▸ Quelle:
Erdbeben in der Türkei
AFDRU-Hilfseinsatz: Soldaten sammeln sich in Korneuburg
Nach dem Erdbeben an der Syrisch-Türkischen Grenze, das sich heute früh gegen 4 Uhr ereignet hatte, sind schon jetzt über 2.500 Tote zu beklagen. Man rechnet mit tauenden mehr. Die Bevölkerung wurde im Schlaf überrascht, viele Gebäude sind innerhalb von Sekunden zusammengebrochen. Jetzt bereiten sich 85 Berufs- und Milizsoldaten in der Korneuburger Dabsch-Kaserne auf den Hilfseinsatz vor.
BEZIRK | STADT KORNEUBURG. Zehn Tage wird er fürs erste dauern, der Hilfseinsatz der Austrian Forces Disaster Relief Unit, kurz AFDRU. Die 85 Berufs- und Milizsoldaten sammeln sich derzeit in der Korneuburger Kaserne, sie kommen aus ganz Österreich. Auch 25 Tonnen an Material gilt es zu verladen, aufzulisten, zu verzollen. Morgen früh, um 5:30 Uhr, startet das erste Flugzeug von Hörsching aus – mit an Bord das Vorkommando, ebenso Material und Kleinfahrzeuge.
Türkei rief um Hilfe
Bereits in den Morgenstunden suchte die Türkei bei den Vereinten Nationen und der EU um Hilfe an. Das Erdbeben mit einer Stärke von 7,8 auf der Richterskala überraschte die Bevölkerung im Schlaf. Stark betroffen – die rund 2 Millionen einwohnerstarke Stadt Gaziantep. Mehr als 100 Nachbeben wurden seither gemessen. Die Suche nach den Verschütteten ist gefährlich.

▸ Gestellte Aufgabe 1: Filtern Sie aus den Datensätzen jede Zeile heraus, welche die Zeichenfolge „children“ enthält.

Zeilen aus einem Zeigedatensatz
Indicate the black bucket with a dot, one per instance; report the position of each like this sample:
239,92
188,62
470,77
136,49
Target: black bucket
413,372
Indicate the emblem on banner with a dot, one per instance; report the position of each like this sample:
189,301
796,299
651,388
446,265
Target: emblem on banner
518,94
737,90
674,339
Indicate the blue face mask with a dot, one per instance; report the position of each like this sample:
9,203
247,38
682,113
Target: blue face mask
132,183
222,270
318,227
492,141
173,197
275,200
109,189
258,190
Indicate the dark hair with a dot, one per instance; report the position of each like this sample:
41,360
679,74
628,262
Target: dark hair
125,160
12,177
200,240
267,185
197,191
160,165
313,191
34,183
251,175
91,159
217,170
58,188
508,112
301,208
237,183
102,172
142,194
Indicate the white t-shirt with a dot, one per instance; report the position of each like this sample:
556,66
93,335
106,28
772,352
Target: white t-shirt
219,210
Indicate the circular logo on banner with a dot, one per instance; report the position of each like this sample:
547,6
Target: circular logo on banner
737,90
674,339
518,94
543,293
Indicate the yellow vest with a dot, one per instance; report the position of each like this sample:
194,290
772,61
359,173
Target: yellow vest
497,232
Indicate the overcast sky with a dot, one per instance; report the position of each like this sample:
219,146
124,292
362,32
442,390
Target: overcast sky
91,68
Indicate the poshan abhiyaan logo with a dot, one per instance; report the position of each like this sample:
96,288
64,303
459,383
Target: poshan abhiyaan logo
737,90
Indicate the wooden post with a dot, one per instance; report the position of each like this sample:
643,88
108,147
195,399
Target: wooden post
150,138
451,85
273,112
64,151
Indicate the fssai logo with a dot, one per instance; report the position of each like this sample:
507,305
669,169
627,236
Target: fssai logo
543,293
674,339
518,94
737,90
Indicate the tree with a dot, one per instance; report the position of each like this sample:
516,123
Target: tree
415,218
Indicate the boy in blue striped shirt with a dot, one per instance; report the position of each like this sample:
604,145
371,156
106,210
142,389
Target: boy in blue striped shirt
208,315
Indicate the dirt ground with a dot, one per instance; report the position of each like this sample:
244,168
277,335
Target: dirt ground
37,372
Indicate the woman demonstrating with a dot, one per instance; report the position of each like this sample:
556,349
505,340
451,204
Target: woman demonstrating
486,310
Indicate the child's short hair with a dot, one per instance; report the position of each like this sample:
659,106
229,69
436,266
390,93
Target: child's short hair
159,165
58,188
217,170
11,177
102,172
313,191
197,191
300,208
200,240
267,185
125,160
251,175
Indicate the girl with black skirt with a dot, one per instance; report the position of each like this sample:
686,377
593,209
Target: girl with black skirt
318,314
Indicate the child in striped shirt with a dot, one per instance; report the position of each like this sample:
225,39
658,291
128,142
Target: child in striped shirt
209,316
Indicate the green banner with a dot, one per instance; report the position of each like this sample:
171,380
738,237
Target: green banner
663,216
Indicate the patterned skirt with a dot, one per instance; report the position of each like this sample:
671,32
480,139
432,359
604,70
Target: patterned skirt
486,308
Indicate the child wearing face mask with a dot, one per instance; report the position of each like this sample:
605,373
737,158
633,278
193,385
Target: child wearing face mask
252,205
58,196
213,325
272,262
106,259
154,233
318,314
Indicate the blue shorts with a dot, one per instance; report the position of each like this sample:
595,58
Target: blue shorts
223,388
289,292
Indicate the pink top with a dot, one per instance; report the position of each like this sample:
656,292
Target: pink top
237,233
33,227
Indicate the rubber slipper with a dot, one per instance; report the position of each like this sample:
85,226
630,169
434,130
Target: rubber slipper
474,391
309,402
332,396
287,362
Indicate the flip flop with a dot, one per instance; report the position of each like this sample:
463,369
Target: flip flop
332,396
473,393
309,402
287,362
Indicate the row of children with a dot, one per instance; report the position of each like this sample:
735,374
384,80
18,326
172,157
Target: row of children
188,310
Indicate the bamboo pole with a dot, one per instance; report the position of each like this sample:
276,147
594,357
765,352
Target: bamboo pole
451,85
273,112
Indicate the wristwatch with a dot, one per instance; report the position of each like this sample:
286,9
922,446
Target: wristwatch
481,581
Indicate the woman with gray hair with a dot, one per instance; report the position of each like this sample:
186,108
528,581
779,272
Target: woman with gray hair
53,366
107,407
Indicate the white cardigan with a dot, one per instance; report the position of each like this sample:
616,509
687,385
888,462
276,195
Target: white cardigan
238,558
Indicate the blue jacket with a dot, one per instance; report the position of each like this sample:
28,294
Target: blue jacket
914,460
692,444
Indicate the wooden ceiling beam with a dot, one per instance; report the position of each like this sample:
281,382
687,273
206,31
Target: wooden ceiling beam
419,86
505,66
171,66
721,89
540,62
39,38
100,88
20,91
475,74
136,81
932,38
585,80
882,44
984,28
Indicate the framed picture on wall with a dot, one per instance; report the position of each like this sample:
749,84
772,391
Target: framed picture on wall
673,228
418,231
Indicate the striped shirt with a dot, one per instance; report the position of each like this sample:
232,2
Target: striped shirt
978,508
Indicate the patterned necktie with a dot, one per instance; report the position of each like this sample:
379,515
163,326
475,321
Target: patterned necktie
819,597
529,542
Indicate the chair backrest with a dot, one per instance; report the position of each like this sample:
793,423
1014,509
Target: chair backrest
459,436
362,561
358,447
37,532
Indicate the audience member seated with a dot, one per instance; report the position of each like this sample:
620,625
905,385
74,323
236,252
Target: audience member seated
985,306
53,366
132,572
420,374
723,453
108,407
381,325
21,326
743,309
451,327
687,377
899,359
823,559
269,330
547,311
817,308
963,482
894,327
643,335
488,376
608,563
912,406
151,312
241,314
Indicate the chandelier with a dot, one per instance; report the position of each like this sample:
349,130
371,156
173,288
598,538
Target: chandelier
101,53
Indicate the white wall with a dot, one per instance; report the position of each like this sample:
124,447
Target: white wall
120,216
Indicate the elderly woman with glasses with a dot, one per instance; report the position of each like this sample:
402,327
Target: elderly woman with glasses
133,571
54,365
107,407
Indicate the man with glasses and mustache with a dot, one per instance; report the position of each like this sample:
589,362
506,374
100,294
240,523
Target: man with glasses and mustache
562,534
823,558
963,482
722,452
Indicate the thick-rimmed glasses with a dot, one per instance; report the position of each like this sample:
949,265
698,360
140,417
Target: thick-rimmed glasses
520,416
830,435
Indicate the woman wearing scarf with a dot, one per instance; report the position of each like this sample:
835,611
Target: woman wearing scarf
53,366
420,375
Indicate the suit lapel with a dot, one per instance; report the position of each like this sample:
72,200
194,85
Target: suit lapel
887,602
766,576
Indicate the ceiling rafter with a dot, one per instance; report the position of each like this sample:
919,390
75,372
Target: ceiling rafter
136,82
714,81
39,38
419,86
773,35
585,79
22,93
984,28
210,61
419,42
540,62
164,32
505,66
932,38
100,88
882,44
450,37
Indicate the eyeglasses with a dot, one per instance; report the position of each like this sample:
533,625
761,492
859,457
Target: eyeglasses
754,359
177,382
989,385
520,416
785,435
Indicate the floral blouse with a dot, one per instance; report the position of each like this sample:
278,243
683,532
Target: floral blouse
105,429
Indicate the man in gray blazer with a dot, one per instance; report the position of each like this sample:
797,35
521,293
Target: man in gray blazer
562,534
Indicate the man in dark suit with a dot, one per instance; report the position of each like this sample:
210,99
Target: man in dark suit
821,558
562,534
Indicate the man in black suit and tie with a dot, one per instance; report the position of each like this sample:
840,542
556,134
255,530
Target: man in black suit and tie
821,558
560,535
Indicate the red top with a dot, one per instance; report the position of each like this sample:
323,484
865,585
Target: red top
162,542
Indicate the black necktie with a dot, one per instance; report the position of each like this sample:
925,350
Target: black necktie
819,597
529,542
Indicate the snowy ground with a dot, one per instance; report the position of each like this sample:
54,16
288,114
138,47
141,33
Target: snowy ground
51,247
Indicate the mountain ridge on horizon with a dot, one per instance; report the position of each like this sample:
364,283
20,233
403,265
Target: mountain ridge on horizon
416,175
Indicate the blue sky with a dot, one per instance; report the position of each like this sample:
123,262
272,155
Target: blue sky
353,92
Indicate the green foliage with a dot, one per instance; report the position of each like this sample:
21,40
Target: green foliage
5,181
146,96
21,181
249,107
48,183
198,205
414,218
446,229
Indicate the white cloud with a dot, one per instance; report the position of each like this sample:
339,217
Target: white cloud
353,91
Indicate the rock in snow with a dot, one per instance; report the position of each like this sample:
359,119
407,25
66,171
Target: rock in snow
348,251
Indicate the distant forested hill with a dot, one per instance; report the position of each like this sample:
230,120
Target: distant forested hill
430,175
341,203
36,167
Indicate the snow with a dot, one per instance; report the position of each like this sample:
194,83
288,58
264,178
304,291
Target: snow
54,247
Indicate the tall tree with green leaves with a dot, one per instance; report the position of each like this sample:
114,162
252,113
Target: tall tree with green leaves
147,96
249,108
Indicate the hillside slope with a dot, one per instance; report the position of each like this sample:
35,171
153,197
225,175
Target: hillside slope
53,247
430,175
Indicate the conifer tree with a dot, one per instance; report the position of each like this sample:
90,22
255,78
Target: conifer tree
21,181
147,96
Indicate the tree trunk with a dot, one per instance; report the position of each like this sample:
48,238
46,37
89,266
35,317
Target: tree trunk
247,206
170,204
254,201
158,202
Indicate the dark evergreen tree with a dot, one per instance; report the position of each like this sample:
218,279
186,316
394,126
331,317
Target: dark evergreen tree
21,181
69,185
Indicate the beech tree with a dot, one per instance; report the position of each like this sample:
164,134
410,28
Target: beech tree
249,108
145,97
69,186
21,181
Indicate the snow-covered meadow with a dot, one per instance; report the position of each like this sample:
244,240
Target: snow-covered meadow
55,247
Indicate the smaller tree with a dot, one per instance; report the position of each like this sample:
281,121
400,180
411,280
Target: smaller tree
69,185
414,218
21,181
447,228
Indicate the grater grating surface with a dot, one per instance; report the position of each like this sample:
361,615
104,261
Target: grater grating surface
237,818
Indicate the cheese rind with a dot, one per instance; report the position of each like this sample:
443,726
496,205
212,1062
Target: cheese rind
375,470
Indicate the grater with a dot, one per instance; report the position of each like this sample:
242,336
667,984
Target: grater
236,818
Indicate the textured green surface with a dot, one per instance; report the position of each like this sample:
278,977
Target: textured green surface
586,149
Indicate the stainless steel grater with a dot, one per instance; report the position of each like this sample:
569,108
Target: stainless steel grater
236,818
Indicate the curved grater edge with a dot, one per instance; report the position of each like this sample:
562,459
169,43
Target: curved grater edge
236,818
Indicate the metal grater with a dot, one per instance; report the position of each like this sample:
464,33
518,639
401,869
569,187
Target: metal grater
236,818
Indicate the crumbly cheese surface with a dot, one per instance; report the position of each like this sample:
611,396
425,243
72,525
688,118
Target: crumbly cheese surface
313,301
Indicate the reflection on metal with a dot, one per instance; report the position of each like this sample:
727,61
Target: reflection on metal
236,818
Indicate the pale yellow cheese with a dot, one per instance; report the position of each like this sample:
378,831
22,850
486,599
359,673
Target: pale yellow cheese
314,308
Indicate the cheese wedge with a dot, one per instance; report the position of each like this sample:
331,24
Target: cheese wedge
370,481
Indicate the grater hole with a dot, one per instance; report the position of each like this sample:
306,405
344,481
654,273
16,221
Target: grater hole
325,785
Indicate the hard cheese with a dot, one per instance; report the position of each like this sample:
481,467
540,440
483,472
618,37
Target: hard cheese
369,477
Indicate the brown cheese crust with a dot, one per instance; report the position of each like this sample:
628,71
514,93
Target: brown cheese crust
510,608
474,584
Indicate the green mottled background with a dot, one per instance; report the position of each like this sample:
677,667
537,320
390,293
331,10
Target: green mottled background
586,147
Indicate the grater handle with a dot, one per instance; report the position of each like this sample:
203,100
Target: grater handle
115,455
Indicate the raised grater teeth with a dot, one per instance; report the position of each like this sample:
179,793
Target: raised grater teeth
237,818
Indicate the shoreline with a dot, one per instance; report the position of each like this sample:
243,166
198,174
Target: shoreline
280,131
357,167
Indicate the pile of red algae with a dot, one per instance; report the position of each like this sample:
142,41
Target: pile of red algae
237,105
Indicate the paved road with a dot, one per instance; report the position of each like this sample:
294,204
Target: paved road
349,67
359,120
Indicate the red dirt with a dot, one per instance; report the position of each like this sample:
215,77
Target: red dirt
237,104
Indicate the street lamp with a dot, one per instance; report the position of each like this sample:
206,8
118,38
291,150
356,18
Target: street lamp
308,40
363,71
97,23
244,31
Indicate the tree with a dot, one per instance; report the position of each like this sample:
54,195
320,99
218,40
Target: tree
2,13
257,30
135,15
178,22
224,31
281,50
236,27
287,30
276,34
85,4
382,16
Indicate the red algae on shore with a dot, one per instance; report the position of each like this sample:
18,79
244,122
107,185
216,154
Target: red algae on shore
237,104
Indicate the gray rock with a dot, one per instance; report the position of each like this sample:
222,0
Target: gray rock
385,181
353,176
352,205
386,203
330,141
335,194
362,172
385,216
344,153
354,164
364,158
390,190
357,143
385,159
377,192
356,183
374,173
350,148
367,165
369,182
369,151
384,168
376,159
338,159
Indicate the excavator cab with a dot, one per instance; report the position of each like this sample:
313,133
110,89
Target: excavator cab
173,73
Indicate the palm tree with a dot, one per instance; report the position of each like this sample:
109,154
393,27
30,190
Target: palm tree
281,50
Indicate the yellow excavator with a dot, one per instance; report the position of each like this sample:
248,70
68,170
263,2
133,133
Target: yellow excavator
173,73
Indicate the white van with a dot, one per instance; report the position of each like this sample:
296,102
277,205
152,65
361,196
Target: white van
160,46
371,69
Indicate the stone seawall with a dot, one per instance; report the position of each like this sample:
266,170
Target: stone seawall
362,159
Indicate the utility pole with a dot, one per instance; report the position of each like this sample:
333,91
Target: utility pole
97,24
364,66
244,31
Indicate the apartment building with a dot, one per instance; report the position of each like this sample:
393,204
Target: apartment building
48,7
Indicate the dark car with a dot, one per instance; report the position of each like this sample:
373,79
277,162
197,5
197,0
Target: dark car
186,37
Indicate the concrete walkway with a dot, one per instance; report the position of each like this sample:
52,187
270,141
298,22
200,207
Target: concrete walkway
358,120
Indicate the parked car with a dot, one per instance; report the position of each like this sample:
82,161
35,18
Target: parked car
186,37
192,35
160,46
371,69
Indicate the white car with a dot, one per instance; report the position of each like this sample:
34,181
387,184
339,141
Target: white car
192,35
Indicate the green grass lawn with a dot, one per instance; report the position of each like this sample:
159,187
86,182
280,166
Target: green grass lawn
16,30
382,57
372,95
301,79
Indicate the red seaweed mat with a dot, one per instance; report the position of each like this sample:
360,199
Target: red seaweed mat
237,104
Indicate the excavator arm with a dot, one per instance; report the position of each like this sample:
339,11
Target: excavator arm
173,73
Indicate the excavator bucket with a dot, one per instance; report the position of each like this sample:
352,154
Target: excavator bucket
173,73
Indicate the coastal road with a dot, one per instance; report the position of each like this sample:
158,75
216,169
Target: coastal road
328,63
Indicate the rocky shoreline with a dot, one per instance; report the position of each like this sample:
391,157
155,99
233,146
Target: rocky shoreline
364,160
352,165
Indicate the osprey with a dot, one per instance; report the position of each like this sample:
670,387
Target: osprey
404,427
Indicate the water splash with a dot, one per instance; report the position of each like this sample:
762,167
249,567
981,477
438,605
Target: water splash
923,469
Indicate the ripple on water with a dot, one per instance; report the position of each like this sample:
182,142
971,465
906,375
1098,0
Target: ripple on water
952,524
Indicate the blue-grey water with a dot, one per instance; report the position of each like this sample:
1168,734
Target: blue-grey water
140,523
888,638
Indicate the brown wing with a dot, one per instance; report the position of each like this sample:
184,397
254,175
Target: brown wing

▸ Gestellte Aufgabe 2:
Beantworten Sie anhand des Berichts über das Erdbeben in der Türkei folgende Fragen:
(a) Wie viele Berufs- und Milizsoldaten bereiten sich auf den Hilfseinsatz vor?
(b) Von wo aus startet morgen früh das erste Flugzeug?
(c) Welche Stärke auf der Richterskala hatte das Erdbeben?

▸ Schriftliche Lösung 1:
Indicate the row of children with a dot, one per instance; report the position of each like this sample:
Target: row of children

▸ Schriftliche Lösung 2:
(a) 85
(b) Von Hörsching
(c) 7,8